**ARTICLE:**
Steps for solving systems of equations by elimination

Another way of solving a linear system is to use the elimination method. In the elimination method you either add or subtract the equations to get an equation in one variable.

When the coefficients of one variable are opposites you add the equations to eliminate a variable and when the coefficients of one variable are equal you subtract the equations to eliminate a variable.

Example

\begin{cases} 3y+2x=6\\ 5y-2x=10 \end{cases}

We can eliminate the \(x\)-variable by addition of the two equations.

\begin{cases} 3y+2x=6 \\ \underline{+\: 5y-2x=10} \end{cases} 

$$=8y\: \: \: \: \; \; \; \; =16$$

$$\begin{matrix} \: \: \: y\: \: \: \: \: \; \; \; \; \; =2 \end{matrix}$$

The value of \(y\) can now be substituted into either of the original equations to find the value of \(x\)

**DATASET EXCERPTS:**

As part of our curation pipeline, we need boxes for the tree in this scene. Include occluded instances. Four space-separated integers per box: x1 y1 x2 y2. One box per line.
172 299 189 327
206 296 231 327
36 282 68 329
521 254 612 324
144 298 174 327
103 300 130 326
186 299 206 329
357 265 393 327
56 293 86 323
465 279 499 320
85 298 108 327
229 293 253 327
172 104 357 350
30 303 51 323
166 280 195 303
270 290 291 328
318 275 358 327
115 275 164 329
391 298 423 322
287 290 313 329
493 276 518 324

**TO-DO LIST:**
**1)** In the text on solving systems by elimination, what should you do with the equations when the coefficients of one variable are equal?
**2)** Write out the stretch of the elimination text from "Another way of" through "in one variable.".

**EXPECTED RESPONSES:**
**1)** Subtract the equations to eliminate that variable.

**2)**
Another way of solving a linear system is to use the elimination method. In the elimination method you either add or subtract the equations to get an equation in one variable.